*LISTE DES CONSIGNES:*
1 – Traduisez en anglais cette phrase de l'extrait sur la réforme des AOC : « Il y a une vie en dehors de l’appellation. »
2 – D'après Pierre Henry Gagey dans l'extrait sur la réforme des AOC, quelle part des vins français est censée être des vins d'AOC ?
3 – Pour chaque affirmation, dites si elle correspond à l'extrait sur la réforme des AOC, puis citez les mots qui le prouvent. (a) Alain Berger était directeur de l'INAO. (b) Selon René Renou, le vignoble français de moyenne et haut de gamme était en situation de monopole jusqu'en 1995. (c) Des vignerons ayant des soucis avec l'AOC en ont discuté en 1998.

*EXTRAIT DE LA PAGE:*
***

Mille excuses de vous avoir abandonné qq temps !
Je repars demain matin pour la Hollande puis Paris et en attendant de se revoir voici de qupoi alimenter vos debats :
REFORME DES AOC
2010
LE GRAND TOURNANT
DU LIEN A L’ORIGINE
LA FIN DU « TOUT AOC » ?
Joseph Capus 1947 : « les motifs de la loi de 1935 : Permettre au consommateur de distinguer facilement les appellations qui recouvrent des vins de qualité de celles qui ne s'appliquent qu'à des vins ordinaires. »
Alain Berger, Directeur de l’INAO, Que Choisir nov 1995 : « les AOC représentent maintenant la moitié des vins français en volume. C’est trop, il faut arrêter maintenant ».
René Renou, « Le Monde » mars 2005 : « Jusqu'en 1985, le vignoble français de moyenne et haut de gamme était en situation de monopole, avec un seul code, magique : le lien au terroir, porteur de culture, de luxe. […] Dans cette situation, vous pouvez faire n'importe quoi. Il y a eu des horreurs, un relâchement absolu »
Pierre Henry Gagey, vice président de l’INAO déc 2005, Réussir Vigne : « Aujourd’hui, plus de 60% des vins français sont censés être des vins d’AOC. Est-ce vraiment raisonnable lorsque l’on veut vraiment parler de terroir et de promesse de grande qualité ? Par contre, 85% des consommateurs qui adorent le vin n’ont aucunement l’intention de passer trois heures dans un bouquin pour comprendre ce qu’ils vont boire. Il y a une vie en dehors de l’appellation. Acceptons simplement et sans honte qu’il est possible de produire un bon vin agréable à boire sans systématiquement faire référence au sacro-saint terroir dont l’expression est parfois inexistante. »
Il y a environ 11 ans, en 1998, quelques vignerons qui avaient des soucis avec l’AOC, du point de vue de l’agrément-dégustation, en ont discuté et se sont dit qu’une réaction était nécessaire. Une proposition de Manifeste avait alors été écrite, qui disait entre autres :
«Au fil des ans, le contrôle de l’origine est devenu l’exigence de conformité à des normes analytiques quantitatives et gustatives standard définissant une “typicité”, elle même réduite à la référence majoritaire, basée sur la culture et la pratique des deux dernières générations, c’est à dire l’industrie agro-alimentaire moderne appliquée à la paysannerie vigneronne, autrement dit ce qui est curieusement appelé communément aujourd’hui “viticulture traditionnelle”...

***

*DONNÉES FOURNIES:*

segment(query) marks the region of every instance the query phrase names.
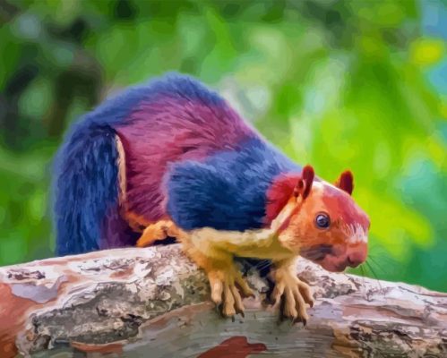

***

*LES RÉPONSES:*
1 – There is life outside the appellation.

2 – Plus de 60 % des vins français.

3 –
(a) Oui : « Alain Berger, Directeur de l’INAO ».
(b) Non : « Jusqu'en 1985, le vignoble français de moyenne et haut de gamme était en situation de monopole ».
(c) Oui : « en 1998, quelques vignerons qui avaient des soucis avec l’AOC, du point de vue de l’agrément-dégustation, en ont discuté ».